### Your objective
Every line of the entries below from the one containing "Sports-analytics tagging: mark the foliage" to the one containing "Sports-analytics tagging: mark the front lawn", both ends included, must be written out exactly. No other line belongs in the answer.
=== Begin Enclosure ===
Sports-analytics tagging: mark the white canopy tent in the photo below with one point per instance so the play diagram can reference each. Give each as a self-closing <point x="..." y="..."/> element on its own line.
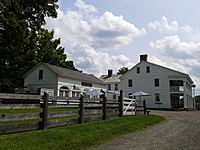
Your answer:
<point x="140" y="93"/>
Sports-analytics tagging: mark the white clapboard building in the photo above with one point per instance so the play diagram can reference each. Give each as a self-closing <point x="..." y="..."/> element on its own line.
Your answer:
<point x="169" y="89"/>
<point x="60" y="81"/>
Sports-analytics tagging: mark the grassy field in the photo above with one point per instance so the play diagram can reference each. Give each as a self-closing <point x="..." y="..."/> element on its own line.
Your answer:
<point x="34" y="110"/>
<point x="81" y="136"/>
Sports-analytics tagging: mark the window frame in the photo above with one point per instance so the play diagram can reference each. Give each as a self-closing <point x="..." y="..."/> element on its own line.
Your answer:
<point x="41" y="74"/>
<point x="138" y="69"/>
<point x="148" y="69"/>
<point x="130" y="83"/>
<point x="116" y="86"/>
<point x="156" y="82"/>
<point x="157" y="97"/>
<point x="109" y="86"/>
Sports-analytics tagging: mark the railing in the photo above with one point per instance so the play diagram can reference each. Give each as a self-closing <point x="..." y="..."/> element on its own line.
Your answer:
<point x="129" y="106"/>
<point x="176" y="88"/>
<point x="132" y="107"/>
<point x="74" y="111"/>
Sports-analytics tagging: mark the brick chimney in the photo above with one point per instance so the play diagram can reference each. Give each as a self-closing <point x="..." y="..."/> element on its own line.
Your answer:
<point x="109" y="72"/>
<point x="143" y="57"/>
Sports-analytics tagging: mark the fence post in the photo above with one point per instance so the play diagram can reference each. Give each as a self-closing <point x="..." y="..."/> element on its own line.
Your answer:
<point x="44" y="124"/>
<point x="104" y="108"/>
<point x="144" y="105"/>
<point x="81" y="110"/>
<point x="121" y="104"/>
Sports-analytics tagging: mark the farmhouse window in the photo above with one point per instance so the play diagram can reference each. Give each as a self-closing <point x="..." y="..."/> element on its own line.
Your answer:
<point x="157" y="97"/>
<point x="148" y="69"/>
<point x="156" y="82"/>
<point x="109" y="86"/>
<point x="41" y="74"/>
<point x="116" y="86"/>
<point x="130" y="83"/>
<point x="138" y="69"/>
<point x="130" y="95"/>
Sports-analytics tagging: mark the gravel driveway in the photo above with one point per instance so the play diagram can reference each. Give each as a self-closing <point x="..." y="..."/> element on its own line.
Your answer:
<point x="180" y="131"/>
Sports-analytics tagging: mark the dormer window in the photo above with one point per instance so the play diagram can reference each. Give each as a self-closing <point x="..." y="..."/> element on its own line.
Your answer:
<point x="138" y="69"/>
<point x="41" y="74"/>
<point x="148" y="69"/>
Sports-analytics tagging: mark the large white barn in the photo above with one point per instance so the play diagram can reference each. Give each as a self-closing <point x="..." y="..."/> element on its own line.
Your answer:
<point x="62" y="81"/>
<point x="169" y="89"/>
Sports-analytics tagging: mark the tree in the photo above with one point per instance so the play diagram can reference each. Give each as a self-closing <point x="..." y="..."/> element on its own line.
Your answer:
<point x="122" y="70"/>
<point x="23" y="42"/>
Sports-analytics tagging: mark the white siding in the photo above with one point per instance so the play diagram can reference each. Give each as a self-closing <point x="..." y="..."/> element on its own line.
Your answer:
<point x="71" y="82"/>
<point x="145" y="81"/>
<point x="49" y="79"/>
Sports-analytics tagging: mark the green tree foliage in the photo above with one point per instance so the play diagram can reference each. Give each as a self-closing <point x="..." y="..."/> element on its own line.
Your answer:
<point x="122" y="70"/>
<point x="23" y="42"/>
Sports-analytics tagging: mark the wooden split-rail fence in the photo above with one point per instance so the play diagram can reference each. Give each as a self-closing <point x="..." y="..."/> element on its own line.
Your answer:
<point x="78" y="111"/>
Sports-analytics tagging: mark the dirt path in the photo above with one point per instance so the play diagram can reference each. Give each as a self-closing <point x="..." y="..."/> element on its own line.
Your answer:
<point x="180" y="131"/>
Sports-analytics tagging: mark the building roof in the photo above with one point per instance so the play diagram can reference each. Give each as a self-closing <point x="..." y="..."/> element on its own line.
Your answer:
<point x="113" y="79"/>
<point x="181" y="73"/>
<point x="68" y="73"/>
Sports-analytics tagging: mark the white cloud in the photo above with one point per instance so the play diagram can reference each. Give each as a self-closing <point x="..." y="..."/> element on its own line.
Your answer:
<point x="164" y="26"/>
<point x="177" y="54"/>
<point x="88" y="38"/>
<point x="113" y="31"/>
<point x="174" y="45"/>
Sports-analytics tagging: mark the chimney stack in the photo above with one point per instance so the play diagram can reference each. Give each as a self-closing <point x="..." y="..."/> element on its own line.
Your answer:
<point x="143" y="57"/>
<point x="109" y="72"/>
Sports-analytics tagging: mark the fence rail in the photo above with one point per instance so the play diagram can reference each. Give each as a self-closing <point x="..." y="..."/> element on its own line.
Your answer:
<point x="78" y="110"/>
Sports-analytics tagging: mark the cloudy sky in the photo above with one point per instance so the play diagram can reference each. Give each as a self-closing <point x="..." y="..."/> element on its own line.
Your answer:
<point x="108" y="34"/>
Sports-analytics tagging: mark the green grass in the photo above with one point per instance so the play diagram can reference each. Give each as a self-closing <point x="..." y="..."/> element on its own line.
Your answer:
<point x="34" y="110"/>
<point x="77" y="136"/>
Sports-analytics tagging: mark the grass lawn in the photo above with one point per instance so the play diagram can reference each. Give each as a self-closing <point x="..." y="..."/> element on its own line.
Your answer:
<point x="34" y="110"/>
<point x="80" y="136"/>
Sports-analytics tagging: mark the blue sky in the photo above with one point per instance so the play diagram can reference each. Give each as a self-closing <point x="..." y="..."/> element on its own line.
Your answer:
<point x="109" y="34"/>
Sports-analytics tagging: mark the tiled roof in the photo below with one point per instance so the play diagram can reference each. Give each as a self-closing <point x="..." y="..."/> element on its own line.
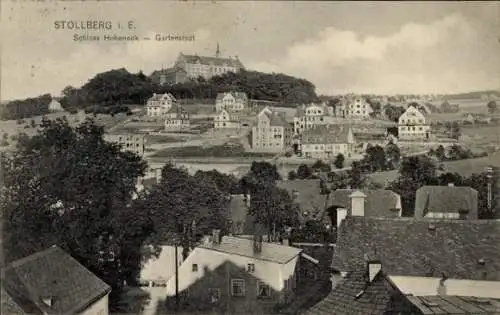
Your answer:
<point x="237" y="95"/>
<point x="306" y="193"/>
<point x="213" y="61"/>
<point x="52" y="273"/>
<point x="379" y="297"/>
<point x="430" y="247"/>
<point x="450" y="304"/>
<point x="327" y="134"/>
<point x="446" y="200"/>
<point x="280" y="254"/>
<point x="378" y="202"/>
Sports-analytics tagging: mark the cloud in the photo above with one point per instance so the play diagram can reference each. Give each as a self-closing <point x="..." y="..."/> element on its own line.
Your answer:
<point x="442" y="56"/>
=== End Enclosure ===
=== Begin Enclosure ===
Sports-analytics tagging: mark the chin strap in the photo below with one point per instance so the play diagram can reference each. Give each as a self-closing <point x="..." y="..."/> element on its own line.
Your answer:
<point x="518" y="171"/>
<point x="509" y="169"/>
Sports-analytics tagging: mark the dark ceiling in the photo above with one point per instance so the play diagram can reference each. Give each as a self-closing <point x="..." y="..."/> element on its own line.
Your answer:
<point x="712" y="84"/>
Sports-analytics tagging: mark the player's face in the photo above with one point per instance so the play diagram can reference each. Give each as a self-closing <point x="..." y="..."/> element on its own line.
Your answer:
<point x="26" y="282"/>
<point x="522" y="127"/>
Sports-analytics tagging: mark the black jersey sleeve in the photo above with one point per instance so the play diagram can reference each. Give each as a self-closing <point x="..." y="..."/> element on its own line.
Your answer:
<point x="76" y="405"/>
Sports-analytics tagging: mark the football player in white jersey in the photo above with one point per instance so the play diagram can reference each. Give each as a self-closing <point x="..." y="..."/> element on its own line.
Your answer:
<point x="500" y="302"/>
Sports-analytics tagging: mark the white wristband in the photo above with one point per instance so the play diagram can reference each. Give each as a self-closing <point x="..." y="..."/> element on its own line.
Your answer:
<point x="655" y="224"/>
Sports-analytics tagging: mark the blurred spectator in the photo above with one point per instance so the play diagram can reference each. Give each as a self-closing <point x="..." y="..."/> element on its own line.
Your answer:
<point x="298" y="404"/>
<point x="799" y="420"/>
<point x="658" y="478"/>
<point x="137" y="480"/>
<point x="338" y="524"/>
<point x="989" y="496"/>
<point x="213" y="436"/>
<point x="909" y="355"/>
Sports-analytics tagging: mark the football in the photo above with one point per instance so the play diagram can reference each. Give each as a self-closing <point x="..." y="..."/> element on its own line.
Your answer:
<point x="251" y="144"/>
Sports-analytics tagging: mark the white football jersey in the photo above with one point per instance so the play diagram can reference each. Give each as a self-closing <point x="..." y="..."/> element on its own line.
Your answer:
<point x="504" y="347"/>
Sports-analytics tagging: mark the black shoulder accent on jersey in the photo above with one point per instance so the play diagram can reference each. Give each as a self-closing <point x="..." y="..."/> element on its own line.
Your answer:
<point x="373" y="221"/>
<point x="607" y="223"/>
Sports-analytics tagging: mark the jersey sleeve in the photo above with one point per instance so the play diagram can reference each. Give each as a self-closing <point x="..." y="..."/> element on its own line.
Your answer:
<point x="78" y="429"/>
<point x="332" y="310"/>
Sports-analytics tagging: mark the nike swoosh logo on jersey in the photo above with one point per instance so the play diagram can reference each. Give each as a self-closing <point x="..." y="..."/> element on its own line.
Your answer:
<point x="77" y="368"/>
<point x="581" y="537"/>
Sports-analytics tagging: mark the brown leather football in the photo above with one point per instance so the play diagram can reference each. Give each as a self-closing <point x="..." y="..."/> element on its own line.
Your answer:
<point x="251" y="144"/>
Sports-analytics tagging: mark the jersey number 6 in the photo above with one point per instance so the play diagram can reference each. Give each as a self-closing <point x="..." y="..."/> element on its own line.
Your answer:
=== End Enclosure ===
=== Begin Enclosure ===
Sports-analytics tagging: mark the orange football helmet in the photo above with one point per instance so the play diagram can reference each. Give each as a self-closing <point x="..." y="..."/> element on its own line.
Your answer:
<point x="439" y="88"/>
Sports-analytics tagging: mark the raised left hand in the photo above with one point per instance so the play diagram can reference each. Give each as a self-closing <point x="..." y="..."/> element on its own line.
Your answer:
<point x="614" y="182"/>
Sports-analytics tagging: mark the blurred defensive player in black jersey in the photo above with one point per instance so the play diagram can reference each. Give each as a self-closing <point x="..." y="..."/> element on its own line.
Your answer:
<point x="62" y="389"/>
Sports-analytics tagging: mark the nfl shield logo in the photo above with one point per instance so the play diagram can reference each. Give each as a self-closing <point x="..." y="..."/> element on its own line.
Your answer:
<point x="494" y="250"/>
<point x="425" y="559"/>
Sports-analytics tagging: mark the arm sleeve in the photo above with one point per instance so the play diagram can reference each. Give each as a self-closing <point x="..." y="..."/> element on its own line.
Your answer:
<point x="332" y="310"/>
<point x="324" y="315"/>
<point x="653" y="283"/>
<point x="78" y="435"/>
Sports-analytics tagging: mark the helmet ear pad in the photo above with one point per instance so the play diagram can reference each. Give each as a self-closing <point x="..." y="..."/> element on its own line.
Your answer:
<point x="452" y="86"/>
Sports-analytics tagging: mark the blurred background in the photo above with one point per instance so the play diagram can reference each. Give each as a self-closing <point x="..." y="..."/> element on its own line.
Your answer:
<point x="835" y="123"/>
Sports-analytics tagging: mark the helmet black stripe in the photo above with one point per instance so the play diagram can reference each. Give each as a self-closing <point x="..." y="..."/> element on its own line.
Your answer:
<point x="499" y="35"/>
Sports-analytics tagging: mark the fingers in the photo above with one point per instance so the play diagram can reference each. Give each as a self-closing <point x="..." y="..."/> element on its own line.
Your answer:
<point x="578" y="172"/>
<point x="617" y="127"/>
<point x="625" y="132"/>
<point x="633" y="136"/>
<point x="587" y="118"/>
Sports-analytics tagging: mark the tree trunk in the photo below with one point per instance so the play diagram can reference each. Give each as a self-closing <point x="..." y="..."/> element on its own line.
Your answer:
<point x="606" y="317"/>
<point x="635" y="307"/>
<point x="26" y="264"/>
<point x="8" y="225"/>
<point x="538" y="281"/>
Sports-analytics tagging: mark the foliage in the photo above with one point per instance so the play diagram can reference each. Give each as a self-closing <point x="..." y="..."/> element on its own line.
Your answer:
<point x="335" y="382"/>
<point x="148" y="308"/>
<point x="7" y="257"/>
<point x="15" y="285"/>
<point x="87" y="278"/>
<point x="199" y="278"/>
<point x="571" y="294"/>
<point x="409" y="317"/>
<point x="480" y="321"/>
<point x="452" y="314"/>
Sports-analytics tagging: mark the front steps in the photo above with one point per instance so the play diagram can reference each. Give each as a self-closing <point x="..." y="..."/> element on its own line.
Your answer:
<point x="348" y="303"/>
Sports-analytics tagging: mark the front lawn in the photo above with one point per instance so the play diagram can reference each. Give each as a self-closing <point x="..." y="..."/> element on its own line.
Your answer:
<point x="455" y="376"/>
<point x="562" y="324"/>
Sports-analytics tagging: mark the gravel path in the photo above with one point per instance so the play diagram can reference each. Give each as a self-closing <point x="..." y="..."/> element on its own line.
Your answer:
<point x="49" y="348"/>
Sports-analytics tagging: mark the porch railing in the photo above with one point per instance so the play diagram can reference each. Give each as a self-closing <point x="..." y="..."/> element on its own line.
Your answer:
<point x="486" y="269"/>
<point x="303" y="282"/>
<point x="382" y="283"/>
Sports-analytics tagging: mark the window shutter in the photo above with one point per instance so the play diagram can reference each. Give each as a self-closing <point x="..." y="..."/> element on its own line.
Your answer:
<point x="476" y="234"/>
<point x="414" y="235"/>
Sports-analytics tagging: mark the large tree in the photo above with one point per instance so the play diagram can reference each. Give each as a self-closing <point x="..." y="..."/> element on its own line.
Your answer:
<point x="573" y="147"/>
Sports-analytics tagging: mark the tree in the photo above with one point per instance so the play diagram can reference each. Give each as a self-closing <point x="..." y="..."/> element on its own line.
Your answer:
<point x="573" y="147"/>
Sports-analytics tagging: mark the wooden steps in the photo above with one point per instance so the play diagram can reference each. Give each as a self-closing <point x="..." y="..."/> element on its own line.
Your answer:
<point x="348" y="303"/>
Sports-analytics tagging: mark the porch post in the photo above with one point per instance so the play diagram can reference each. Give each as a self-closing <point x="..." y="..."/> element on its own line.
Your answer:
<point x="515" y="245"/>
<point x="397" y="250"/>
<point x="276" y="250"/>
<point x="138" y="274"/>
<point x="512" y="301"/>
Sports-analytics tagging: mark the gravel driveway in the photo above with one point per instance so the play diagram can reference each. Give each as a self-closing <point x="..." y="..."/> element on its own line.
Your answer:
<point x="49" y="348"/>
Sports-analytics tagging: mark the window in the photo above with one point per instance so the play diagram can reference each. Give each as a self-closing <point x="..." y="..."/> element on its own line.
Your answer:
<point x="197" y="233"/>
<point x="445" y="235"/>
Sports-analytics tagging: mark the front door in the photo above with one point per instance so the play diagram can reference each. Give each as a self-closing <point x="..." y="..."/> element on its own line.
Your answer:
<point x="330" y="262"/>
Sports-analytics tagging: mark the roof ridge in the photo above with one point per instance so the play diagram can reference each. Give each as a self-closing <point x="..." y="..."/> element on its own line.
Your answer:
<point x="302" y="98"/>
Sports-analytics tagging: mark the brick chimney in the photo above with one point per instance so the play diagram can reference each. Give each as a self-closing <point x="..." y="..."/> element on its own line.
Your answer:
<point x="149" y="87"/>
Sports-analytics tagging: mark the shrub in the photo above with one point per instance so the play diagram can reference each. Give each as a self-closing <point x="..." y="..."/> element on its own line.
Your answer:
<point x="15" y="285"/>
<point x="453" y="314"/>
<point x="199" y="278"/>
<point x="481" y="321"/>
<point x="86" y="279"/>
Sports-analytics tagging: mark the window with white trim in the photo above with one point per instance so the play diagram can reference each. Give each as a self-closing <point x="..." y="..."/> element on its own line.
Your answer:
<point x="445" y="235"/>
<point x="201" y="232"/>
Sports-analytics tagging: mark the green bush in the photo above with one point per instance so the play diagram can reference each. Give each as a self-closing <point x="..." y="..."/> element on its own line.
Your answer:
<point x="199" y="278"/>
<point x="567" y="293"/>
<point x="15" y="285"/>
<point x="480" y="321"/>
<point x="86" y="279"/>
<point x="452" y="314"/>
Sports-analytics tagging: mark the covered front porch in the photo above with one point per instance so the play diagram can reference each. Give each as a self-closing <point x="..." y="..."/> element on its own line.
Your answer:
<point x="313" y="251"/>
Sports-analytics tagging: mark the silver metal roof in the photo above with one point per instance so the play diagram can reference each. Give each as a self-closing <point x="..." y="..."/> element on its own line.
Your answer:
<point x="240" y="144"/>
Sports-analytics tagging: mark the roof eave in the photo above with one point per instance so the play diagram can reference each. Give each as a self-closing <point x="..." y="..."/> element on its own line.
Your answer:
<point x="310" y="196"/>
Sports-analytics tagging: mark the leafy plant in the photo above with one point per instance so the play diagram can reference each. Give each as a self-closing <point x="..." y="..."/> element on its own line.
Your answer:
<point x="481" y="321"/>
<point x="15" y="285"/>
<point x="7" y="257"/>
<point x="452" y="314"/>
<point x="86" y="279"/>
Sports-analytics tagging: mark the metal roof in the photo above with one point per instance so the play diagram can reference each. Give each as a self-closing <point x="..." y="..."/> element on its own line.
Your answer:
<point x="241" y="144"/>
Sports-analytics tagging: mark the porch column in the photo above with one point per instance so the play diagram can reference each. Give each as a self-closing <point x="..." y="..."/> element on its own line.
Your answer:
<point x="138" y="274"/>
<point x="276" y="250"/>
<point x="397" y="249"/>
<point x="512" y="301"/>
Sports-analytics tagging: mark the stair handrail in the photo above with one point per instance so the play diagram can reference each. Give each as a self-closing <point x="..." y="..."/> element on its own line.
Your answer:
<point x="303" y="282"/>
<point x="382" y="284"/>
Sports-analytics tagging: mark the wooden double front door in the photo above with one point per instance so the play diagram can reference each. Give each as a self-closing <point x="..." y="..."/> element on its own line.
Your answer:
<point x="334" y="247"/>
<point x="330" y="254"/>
=== End Enclosure ===
### Response to this exercise
Sports-analytics tagging: mark the foliage in the photo above with one point per instance so the play diagram can reference each. Give each as a self-closing <point x="..." y="..."/> element on its own line.
Your answer:
<point x="335" y="382"/>
<point x="148" y="308"/>
<point x="7" y="257"/>
<point x="15" y="285"/>
<point x="87" y="278"/>
<point x="199" y="278"/>
<point x="571" y="294"/>
<point x="409" y="317"/>
<point x="480" y="321"/>
<point x="452" y="314"/>
Sports-analytics tagging: mark the front steps in the photo above with one point per instance so the play diagram can reference each. Give each as a self-closing <point x="..." y="..."/> element on its own line.
Your answer:
<point x="348" y="303"/>
Sports-analytics tagging: mark the front lawn in the photo above with one point per instance so the play diagram can reference each. Give each as a self-closing <point x="..." y="..."/> element on its own line.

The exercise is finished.